Au 2e trimestre de 2003, quelque 800.000 personnes – pour la plupart originaires d’un pays de l’Union européenne – travaillaient en Suisse.
En Suisse, l’image du travailleur immigré pourrait changer… Le cliché qui le veut originaire du Sud et mal qualifié est en passe de devenir carrément faux, comme en témoignent les données de l’enquête suisse sur la population active (ESPA) réalisée par l’Office fédéral de la statistique (OFS).
«Les points saillants de cette étude, ce sont, ces deux dernières années, l’augmentation de l’immigration des personnes hautement qualifiées, en provenance majoritairement du nord et de l’ouest de l’Union européenne. Ainsi qu’une forte tertiarisation des actifs étrangers», résume Enrico Moresi, de l’OFS.
La population active étrangère en recul
Au 2e trimestre 2003, 809’000 personnes de nationalité étrangère étaient actives en Suisse (sans compter les frontaliers, les personnes au bénéfice d’un permis de courte durée et les requérants d’asile), soit une personne active occupée sur cinq (20,5%).
Par rapport à l’année précédente, le nombre des actifs d’origine étrangère a reculé de 2,5% (21’000 personnes), alors que celui des actifs de nationalité suisse s’est accru de 0,4% (12’000 personnes). Des chiffres qui considèrent la population résidante permanente âgée de 15 ans ou plus.

# # # #

Énoncé
Poursuivez le texte sur les actifs étrangers en Suisse après sa dernière phrase.

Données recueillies
# # # #

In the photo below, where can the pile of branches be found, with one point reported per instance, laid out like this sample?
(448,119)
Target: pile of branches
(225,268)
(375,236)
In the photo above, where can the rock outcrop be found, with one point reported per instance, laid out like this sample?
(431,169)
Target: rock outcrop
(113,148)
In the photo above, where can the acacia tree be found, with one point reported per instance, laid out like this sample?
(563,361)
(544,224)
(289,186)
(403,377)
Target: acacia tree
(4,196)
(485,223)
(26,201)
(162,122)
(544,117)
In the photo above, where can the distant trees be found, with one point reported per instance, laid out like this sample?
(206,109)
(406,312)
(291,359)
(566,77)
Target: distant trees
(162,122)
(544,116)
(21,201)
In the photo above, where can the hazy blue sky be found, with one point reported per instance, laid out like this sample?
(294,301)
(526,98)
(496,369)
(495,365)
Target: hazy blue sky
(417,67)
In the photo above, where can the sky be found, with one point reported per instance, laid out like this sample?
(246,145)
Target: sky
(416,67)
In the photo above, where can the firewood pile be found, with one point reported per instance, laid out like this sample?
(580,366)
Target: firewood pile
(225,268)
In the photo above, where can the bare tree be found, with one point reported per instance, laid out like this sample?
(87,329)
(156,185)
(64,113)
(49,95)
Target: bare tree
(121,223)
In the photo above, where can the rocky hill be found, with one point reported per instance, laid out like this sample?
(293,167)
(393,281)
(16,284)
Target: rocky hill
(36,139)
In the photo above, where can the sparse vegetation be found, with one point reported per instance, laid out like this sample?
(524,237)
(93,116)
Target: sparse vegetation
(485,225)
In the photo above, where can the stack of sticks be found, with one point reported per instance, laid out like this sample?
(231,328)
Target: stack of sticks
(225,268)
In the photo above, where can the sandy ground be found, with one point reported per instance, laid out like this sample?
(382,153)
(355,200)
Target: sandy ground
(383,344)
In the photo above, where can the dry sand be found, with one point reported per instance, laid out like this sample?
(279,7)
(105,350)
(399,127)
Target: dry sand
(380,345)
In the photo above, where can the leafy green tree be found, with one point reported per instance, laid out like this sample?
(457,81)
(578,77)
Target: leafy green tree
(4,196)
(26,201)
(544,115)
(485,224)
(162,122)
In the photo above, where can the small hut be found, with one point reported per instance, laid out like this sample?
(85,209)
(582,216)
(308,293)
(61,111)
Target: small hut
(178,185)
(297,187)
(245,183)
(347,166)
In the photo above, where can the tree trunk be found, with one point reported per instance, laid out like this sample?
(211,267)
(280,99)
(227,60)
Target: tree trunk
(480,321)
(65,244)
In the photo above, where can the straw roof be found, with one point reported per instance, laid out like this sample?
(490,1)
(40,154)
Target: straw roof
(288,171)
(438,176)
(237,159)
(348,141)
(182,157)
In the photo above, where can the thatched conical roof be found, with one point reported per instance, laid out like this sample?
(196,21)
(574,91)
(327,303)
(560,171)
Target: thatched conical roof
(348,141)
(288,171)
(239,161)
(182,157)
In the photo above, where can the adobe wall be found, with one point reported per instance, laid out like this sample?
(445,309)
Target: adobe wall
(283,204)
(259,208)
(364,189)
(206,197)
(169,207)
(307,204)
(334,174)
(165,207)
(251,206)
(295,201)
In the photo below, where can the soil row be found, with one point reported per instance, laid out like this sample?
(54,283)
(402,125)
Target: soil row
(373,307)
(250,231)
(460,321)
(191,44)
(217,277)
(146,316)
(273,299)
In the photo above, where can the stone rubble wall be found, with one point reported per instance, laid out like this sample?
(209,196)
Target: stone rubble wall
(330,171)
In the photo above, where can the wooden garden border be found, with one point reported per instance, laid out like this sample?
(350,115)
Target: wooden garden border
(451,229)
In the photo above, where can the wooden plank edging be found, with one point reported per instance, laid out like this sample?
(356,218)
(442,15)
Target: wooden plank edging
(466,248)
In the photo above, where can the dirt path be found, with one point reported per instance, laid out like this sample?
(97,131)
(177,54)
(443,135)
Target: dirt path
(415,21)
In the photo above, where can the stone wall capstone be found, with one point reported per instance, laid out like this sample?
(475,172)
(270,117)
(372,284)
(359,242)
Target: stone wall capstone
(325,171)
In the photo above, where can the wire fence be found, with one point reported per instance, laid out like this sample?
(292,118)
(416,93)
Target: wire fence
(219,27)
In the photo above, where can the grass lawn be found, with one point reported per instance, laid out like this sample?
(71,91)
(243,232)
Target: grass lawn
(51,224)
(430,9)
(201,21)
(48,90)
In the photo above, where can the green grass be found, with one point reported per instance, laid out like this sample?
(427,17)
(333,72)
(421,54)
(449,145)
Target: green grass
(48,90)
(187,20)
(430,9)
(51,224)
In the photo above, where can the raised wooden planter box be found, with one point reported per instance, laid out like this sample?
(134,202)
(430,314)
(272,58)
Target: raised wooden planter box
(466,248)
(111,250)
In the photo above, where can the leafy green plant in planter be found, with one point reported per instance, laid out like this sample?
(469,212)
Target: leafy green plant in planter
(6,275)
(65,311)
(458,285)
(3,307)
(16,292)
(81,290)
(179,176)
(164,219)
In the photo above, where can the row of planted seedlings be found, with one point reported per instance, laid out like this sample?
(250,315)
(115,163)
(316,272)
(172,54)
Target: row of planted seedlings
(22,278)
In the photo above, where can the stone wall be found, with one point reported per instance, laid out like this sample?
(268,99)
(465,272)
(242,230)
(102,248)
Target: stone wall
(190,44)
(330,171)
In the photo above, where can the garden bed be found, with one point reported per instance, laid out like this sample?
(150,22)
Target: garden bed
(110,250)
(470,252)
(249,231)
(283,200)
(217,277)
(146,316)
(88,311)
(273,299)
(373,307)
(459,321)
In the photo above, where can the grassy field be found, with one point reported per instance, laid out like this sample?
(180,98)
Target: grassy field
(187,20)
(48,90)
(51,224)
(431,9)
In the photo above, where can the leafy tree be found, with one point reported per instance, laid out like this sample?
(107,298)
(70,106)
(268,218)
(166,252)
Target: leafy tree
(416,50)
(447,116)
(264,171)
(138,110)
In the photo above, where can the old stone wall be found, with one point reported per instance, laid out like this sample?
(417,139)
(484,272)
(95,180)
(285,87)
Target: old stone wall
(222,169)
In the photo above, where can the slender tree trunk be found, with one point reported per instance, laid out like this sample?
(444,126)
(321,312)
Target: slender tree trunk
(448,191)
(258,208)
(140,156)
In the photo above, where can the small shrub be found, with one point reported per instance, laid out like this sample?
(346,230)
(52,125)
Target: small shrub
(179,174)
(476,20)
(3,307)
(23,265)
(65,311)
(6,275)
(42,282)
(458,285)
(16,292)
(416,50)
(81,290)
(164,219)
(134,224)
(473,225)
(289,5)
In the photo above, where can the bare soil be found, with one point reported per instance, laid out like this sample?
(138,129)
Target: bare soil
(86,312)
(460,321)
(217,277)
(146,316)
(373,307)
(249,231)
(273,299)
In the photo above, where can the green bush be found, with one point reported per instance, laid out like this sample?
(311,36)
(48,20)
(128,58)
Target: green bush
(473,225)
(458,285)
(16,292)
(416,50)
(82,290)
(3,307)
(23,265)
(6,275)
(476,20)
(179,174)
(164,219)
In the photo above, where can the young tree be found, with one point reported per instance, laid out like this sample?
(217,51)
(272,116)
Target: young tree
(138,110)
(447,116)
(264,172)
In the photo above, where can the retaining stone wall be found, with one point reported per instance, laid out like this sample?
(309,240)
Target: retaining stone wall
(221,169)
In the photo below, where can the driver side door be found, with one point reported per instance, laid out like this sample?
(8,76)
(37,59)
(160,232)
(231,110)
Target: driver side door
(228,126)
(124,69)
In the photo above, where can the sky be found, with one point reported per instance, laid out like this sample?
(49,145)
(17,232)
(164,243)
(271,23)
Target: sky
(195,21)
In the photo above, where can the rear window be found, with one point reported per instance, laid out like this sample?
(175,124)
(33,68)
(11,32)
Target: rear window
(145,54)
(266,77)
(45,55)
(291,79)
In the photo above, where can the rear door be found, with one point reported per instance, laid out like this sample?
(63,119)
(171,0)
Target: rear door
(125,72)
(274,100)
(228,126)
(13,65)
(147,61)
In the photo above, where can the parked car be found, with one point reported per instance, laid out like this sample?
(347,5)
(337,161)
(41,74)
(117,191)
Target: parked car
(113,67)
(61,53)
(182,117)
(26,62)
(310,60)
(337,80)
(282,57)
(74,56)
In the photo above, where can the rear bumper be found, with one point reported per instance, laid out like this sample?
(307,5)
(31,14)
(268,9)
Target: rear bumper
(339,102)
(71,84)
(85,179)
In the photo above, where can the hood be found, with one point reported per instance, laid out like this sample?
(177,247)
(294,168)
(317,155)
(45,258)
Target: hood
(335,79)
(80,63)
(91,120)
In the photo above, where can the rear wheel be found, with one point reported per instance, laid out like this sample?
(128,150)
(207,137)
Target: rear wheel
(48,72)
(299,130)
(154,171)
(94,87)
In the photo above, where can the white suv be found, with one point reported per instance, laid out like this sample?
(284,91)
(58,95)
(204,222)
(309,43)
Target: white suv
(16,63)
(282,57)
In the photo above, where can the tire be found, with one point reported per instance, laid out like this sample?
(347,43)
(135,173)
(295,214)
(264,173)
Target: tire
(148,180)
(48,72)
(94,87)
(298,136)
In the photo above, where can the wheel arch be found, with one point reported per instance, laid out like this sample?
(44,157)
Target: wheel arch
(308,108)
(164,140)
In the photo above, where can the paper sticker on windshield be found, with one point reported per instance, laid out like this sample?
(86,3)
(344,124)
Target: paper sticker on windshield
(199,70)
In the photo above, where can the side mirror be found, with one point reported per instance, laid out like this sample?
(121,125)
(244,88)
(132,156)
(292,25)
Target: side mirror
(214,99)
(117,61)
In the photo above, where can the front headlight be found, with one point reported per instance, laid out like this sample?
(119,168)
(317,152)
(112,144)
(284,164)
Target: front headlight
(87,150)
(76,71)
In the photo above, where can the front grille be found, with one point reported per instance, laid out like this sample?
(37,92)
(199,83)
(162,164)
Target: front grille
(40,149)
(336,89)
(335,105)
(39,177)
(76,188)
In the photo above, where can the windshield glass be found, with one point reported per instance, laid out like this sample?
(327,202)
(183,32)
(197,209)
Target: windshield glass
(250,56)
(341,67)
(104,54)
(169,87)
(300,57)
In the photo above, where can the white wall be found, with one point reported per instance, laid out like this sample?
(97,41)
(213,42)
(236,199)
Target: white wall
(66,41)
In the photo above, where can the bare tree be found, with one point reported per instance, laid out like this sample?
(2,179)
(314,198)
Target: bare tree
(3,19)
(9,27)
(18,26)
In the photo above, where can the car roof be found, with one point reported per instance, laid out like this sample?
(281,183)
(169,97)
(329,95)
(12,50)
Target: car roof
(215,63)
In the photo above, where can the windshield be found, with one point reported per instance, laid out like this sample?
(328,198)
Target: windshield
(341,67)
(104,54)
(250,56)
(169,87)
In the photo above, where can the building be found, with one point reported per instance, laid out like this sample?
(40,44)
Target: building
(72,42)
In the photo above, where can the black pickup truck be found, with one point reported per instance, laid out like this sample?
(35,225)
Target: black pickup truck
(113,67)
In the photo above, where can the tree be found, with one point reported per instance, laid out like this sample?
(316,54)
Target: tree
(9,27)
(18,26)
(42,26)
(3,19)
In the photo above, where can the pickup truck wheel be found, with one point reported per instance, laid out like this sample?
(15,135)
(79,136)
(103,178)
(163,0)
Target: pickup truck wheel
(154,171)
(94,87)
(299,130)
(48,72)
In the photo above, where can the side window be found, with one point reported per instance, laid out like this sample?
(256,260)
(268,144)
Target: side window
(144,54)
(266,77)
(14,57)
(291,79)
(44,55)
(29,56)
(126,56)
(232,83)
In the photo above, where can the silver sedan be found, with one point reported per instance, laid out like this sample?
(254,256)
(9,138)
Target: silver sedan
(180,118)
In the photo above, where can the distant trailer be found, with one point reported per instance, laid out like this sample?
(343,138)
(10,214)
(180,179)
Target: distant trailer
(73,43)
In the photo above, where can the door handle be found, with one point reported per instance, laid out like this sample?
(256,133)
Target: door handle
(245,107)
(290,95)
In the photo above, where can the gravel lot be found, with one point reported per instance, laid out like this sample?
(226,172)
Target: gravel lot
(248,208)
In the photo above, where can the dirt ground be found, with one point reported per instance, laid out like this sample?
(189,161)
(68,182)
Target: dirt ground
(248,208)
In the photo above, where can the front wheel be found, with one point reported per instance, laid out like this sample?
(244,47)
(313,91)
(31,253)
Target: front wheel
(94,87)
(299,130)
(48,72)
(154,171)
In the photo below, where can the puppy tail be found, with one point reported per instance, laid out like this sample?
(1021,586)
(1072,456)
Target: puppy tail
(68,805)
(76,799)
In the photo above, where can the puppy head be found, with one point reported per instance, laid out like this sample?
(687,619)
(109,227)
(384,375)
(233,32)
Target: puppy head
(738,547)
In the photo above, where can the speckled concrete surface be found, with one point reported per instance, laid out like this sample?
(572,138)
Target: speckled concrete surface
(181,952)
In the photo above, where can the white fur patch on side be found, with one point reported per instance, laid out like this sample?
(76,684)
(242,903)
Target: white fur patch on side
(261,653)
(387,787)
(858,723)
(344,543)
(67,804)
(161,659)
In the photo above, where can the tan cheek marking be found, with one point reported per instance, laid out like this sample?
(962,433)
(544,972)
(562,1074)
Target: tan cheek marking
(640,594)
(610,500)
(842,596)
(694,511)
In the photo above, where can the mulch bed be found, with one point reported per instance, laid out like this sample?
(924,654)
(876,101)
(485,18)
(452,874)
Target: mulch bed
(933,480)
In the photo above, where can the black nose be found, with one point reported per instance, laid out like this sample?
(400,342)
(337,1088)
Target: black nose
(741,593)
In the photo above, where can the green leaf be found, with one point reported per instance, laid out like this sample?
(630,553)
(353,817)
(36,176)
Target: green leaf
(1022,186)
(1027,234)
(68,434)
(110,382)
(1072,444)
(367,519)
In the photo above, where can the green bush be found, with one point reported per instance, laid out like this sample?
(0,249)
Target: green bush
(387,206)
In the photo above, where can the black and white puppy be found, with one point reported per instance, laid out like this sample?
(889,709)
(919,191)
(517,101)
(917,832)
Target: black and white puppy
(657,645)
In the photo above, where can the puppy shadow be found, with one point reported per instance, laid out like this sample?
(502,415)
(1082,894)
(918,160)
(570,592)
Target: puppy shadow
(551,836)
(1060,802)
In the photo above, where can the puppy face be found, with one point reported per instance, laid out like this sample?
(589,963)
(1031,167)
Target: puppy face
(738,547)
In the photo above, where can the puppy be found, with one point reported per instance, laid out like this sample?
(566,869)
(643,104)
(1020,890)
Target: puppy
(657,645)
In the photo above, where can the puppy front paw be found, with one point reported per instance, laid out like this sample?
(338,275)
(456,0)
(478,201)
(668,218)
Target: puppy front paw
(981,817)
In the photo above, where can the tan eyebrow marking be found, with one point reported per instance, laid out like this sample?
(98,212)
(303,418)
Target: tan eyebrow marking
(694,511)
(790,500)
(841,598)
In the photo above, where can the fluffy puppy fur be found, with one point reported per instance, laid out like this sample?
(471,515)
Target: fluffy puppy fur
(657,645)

# # # #

Réponse
Une immigration différente
Mais la principale surprise de cette étude provient de ce constat: plus de la moitié (57,6%) des adultes venus en Suisse au cours des deux dernières années pour y travailler ont achevé une formation universitaire ou équivalente.
Cette proportion est en effet nettement plus élevée que chez les actifs étrangers vivant en Suisse depuis plus longtemps (35,9% depuis 5 à 10 ans, 18,6% depuis plus de 10 ans).
Cet apport signifie-t-il que la Suisse manque de personnel qualifié made in Switzerland?
«On constate effectivement un manque de personnel qualifié. Ces deux dernières années, la question du recrutement de ce type de personnel sur le marché du travail a été importante», déclare Kurt Rohner, de l’Office fédéral de l’immigration, de l’intégration et de l’émigration.
Ce recrutement a-t-il été effectué essentiellement par les entreprises suisses ou par des entreprises étrangères installées récemment en Suisse?
«Les deux, répond le fonctionnaire. Il est clair que ces entreprises étrangères ont recruté du personnel. Et les employeurs suisses ont aussi besoin de personnel qualifié. Mais on ne connaît pas les chiffres respectifs.»
Le tertiaire principalement concerné
Les secteurs secondaire et surtout tertiaire sont les plus concernés par l’immigration récente. Un quart environ des actifs occupés étrangers venus en Suisse au cours des deux dernières années (26,4%) travaillent dans des professions de la santé, de l’enseignement et de la culture, ou comme scientifiques.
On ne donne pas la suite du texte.